Exercise goal
Copy each line of the entries that includes the word "below".

Top of Material to process

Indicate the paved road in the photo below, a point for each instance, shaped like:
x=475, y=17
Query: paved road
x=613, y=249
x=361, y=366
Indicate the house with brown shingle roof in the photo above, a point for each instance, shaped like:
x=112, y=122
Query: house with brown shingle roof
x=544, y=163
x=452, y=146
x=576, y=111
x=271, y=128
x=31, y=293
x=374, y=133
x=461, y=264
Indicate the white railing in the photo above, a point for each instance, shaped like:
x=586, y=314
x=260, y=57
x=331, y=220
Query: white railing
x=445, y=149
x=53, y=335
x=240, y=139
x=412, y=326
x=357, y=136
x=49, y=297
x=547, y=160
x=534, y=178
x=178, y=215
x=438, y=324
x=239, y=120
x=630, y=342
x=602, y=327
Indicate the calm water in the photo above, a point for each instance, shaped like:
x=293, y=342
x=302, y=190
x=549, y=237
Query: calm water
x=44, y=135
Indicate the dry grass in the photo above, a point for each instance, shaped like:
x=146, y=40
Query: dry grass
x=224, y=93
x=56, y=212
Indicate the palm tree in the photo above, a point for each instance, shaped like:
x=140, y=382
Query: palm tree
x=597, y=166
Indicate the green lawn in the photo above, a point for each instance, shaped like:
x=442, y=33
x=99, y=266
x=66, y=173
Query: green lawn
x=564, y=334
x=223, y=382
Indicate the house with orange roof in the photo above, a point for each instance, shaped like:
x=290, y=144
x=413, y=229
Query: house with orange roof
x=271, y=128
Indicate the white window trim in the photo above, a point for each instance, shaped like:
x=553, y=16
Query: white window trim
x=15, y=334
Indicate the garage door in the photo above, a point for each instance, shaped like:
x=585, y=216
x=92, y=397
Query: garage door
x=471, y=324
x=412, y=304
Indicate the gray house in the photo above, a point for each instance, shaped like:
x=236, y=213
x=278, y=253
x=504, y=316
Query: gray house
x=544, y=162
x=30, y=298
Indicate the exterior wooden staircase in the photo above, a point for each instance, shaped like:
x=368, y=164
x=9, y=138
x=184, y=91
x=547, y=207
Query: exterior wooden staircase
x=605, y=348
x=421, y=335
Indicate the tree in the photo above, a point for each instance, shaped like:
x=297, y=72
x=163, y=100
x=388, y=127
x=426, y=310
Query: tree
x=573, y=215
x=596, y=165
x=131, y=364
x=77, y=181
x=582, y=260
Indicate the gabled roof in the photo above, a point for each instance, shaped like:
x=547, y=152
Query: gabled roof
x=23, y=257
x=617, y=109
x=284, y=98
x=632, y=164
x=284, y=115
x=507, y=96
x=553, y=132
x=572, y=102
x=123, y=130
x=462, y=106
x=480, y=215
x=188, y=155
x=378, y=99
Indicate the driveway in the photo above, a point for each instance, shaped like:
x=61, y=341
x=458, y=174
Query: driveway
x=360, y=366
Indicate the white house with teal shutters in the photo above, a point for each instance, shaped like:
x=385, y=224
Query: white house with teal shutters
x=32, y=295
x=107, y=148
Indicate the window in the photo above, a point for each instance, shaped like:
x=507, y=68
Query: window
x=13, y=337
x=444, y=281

Bottom of Material to process
Top of Material to process

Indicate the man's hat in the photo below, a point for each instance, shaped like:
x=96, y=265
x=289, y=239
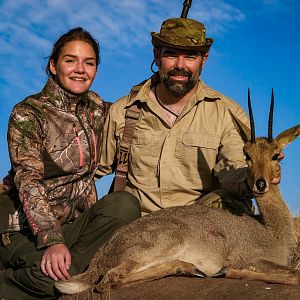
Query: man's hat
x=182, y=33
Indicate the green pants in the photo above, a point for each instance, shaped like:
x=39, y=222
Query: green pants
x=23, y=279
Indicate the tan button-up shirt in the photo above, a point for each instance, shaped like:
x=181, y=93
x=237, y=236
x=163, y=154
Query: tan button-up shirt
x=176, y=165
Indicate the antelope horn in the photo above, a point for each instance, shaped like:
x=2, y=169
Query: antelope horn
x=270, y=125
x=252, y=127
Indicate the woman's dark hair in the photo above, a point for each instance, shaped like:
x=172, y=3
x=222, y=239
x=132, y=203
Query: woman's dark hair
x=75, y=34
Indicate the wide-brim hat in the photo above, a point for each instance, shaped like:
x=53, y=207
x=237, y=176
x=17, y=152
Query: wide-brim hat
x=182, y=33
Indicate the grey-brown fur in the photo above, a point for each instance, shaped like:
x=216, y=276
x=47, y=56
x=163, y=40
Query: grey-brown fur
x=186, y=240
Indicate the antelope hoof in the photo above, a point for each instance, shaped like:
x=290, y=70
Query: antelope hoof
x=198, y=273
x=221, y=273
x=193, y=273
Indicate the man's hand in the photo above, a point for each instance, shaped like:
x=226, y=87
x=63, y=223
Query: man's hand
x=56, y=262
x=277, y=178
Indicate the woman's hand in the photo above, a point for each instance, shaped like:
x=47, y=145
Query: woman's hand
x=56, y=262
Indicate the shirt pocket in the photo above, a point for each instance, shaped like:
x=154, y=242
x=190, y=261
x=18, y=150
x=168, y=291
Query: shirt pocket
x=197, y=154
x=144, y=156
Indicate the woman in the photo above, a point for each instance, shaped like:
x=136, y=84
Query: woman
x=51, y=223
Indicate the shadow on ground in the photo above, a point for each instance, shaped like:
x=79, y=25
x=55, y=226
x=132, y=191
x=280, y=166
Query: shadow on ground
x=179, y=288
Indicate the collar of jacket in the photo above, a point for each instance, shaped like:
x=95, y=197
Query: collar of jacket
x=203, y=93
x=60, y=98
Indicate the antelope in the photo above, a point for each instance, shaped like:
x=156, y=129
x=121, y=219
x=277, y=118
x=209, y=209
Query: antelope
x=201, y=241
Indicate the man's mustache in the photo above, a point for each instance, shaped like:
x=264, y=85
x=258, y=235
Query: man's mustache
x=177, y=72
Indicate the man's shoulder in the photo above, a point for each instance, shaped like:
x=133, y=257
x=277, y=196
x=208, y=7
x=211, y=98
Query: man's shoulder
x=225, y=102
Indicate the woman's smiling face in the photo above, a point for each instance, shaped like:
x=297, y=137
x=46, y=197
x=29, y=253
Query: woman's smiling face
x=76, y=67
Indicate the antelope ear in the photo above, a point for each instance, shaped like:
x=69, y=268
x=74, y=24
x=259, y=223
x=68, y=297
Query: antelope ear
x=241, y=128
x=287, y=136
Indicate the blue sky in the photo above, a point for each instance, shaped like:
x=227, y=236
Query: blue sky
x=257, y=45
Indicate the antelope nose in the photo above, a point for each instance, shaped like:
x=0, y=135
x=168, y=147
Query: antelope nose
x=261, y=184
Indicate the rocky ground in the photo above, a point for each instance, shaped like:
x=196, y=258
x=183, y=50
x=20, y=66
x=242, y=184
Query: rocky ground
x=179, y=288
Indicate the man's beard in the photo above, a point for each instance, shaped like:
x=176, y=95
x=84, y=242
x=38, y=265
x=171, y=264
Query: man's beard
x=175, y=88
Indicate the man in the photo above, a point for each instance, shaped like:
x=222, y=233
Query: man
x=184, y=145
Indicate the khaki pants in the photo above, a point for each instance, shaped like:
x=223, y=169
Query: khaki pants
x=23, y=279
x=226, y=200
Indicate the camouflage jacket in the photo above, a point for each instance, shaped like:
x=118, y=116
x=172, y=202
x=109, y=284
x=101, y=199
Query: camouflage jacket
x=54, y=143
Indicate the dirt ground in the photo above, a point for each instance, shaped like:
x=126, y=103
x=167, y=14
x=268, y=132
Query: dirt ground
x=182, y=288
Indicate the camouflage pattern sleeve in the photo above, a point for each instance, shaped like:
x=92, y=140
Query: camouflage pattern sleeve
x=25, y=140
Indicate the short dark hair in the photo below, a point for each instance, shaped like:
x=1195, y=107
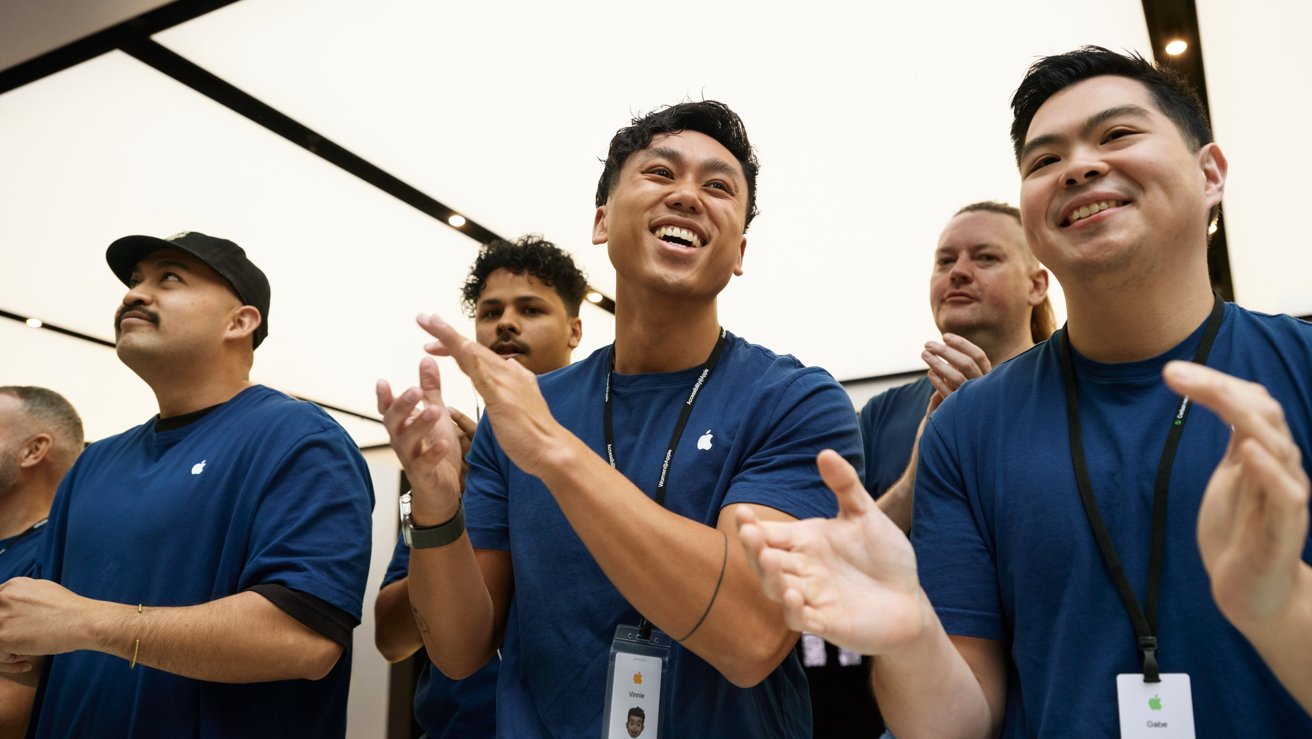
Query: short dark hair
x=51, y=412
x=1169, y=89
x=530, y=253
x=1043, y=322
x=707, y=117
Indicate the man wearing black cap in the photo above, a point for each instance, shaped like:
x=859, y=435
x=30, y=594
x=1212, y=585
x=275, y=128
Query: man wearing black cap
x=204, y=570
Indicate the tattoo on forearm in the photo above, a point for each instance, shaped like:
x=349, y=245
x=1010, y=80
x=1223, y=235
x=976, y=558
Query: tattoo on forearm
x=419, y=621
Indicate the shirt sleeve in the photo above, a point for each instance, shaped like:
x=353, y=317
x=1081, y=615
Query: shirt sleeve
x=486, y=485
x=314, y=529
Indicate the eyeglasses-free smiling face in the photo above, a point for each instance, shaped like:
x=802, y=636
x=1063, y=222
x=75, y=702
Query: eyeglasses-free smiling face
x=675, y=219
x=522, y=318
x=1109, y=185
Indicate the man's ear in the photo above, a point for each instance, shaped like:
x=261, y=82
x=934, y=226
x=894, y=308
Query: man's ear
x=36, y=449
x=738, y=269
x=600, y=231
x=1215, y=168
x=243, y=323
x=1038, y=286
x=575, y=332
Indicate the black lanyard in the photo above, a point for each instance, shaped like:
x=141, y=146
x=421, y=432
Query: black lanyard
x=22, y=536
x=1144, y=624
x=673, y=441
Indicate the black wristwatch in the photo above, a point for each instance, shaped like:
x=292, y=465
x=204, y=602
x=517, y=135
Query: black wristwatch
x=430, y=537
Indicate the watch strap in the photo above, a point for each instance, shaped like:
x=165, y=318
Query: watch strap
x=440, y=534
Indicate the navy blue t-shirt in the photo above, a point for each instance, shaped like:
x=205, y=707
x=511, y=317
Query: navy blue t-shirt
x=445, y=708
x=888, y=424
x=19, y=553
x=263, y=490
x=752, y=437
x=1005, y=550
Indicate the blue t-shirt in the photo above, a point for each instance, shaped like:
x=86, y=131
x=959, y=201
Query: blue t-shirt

Bottom of Material to process
Top of Material to process

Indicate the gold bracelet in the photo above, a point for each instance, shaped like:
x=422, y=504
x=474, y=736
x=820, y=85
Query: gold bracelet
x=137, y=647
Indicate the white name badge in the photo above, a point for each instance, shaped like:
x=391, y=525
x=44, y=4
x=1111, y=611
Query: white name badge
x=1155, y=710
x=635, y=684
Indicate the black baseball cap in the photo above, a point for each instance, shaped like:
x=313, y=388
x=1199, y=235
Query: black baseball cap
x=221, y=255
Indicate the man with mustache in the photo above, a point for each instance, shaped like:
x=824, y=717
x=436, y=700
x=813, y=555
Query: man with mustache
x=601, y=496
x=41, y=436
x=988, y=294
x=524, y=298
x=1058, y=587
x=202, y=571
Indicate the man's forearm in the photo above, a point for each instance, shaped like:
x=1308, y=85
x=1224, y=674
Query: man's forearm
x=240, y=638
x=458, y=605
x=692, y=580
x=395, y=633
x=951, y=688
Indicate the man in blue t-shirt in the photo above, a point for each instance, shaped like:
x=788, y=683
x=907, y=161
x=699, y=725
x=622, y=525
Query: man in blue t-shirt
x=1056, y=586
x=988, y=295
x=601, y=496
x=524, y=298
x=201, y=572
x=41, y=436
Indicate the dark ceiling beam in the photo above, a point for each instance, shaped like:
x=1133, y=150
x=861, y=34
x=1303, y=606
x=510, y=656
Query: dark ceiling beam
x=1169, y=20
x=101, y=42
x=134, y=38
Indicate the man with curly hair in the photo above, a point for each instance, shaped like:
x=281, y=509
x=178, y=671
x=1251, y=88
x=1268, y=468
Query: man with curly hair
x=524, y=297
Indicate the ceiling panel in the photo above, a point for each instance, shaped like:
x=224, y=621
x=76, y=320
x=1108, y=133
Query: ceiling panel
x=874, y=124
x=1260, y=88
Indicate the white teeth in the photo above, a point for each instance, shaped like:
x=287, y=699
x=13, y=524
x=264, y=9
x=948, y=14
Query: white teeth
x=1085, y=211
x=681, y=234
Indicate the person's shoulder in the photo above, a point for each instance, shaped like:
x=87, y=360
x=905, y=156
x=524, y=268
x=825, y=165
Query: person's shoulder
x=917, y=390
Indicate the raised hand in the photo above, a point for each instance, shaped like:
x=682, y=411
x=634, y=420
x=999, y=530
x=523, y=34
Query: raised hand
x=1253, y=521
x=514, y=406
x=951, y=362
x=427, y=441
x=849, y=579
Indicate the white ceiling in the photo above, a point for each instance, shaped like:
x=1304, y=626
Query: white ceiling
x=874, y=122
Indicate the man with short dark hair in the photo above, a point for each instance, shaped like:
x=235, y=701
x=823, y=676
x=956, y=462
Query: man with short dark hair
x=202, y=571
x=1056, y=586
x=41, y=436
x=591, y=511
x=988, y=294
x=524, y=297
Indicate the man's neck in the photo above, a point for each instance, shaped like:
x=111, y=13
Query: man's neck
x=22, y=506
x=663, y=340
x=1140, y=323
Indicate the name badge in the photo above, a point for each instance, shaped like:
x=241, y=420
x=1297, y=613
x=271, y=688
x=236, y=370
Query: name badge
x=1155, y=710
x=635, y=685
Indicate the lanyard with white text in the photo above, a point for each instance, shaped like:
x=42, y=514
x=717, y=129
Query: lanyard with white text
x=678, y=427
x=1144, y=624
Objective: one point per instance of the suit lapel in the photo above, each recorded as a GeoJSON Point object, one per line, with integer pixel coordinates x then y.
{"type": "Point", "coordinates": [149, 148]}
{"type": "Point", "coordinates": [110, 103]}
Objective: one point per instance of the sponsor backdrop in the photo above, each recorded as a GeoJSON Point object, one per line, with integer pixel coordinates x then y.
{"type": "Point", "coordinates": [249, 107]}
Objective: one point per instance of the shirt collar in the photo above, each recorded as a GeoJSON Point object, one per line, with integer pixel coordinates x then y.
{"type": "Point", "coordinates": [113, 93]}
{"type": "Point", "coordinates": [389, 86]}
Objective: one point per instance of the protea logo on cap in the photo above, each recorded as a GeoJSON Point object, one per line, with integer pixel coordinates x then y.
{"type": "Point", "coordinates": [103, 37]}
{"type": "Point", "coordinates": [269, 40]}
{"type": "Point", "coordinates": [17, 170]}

Bottom of Material to process

Exercise response
Indicate the paved road in the photo below, a point for each instance, shaped like:
Indicate the man's hat in the photo below, a point for each instance, shaped like:
Indicate the short dark hair in the photo below, a point for each instance, shaped like:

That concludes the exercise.